### Exercise aim
Work through the listing below and state how many of its lines hold the word "person". Give no other output.

### Material for the task

━━━━

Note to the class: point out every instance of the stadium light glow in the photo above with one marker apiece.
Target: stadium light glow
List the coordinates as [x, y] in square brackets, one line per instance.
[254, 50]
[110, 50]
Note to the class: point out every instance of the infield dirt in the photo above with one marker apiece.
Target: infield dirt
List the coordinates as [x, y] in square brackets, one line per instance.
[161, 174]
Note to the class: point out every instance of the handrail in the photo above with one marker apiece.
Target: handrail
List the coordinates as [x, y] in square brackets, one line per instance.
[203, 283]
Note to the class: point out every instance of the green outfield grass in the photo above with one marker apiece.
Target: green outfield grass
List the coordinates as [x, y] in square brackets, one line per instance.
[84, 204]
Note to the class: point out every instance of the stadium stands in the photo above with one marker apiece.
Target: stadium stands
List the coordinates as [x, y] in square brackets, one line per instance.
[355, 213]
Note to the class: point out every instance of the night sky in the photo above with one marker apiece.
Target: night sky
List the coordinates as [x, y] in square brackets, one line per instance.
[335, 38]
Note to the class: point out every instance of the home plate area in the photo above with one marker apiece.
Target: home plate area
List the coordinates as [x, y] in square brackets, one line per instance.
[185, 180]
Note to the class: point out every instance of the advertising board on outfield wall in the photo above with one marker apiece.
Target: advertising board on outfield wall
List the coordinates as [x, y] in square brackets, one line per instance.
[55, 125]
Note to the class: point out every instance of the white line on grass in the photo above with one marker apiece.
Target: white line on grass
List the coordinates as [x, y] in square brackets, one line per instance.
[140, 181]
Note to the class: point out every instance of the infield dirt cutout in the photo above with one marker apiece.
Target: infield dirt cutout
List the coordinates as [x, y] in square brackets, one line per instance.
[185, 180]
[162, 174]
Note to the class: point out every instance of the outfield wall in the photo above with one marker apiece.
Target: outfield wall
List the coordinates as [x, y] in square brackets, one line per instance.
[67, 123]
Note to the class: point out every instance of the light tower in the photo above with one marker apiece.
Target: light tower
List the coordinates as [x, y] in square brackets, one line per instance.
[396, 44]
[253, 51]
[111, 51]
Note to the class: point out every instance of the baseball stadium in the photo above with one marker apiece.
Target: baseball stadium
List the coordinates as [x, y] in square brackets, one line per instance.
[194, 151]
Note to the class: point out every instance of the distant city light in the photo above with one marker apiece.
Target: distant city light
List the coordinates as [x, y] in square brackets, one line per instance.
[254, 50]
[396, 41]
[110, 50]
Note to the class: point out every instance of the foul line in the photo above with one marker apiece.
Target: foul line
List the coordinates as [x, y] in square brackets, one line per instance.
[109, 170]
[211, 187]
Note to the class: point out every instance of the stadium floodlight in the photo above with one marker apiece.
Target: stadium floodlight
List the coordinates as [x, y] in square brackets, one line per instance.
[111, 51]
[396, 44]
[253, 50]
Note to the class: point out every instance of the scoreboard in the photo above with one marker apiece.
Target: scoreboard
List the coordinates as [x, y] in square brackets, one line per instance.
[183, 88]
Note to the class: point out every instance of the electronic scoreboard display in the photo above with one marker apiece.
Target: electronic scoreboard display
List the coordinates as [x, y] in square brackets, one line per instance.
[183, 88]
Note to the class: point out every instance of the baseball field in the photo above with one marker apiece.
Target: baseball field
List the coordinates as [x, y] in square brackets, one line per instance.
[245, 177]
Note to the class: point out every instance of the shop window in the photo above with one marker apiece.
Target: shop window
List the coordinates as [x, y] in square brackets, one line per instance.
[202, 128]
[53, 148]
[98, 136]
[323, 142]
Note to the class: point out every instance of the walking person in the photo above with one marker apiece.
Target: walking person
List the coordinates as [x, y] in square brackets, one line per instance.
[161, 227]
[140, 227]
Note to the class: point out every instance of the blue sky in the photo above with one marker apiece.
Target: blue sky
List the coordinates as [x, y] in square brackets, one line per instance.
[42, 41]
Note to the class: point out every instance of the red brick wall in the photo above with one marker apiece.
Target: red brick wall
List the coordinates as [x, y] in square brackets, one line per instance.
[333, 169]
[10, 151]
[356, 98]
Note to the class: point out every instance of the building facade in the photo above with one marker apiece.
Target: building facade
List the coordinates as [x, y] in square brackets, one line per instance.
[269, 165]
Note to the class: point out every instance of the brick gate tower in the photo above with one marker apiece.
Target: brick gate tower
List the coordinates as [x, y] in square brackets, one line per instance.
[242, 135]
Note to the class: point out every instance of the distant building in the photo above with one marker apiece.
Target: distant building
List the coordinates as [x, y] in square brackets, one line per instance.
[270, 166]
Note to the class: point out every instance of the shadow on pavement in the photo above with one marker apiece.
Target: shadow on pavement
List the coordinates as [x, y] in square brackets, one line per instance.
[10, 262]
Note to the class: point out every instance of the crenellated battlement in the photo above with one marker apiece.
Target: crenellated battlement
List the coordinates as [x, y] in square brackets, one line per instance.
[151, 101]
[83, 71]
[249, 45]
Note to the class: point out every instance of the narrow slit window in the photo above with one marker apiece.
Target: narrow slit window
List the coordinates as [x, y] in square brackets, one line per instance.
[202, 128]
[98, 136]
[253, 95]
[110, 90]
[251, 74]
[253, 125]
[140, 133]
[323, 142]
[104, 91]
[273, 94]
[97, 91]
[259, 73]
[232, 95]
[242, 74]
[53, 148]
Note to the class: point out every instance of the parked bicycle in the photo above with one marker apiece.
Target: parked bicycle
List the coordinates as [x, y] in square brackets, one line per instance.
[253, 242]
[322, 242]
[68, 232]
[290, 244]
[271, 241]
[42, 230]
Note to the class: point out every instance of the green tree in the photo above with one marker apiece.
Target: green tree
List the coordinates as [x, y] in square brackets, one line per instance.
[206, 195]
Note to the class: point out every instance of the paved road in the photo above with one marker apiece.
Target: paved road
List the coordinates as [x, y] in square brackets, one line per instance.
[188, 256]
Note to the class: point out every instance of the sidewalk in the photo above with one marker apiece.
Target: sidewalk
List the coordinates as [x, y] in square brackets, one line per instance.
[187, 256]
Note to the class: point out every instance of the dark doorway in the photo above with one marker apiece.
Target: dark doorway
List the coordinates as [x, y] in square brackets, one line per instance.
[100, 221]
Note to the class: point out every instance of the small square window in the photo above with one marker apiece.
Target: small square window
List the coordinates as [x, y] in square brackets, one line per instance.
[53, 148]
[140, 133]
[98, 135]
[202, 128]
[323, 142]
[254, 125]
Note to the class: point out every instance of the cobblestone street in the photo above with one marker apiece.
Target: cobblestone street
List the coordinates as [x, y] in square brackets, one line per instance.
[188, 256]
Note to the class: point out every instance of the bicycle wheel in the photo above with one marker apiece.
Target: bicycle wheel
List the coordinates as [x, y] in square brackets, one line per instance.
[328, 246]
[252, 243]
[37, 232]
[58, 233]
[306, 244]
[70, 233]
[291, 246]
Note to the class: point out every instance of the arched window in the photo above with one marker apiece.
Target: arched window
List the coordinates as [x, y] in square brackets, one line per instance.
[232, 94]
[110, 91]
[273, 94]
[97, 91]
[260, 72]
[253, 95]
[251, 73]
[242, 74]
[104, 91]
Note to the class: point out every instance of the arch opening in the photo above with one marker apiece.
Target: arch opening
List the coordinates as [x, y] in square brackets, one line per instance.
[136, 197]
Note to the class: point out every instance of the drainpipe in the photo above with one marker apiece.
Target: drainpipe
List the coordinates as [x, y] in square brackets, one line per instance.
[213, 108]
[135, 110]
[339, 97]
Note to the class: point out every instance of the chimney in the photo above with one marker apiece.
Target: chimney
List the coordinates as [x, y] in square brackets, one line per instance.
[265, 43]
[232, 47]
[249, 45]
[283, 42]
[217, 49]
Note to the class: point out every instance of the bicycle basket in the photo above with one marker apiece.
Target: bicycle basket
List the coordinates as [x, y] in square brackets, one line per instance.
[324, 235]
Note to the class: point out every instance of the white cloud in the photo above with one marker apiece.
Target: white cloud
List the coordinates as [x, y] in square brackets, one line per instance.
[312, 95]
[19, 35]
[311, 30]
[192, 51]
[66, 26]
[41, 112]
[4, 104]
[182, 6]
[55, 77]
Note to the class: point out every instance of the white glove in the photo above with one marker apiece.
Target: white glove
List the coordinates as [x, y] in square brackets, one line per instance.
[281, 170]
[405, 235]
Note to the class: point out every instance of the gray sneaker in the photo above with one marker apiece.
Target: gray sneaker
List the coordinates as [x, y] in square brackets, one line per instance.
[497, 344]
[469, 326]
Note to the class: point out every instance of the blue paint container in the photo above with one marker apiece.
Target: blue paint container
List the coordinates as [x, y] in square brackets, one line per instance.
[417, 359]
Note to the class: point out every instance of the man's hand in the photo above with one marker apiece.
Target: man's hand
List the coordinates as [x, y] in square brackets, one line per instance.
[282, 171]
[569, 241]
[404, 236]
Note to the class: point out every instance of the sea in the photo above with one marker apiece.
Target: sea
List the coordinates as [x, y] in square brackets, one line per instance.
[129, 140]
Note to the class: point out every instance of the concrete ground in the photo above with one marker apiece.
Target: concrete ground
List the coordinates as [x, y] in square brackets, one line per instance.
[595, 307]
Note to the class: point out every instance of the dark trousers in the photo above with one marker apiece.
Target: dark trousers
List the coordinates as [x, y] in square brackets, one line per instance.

━━━━

### Answer space
2